What is expected — Could you quote the lines exactly, starting with the line that contains "of the straw" and going on through the line that contains "(1101, 376)"?

Excerpted data —
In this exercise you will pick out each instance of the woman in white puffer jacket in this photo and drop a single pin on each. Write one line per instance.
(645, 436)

* * *

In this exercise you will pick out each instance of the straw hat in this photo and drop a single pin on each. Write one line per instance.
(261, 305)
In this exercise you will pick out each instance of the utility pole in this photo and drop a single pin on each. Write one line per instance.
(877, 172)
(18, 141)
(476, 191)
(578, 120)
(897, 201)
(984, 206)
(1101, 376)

Reply to the exercise —
In this exercise you will pick out each instance of the straw hat in this photo and drop a single pin on each. Write one line per instance.
(261, 305)
In this exercise you will pick out each instance of the utility pole in this photo and drop a single pin on each. Write one line per instance.
(877, 172)
(18, 141)
(476, 191)
(578, 120)
(897, 201)
(984, 206)
(1101, 376)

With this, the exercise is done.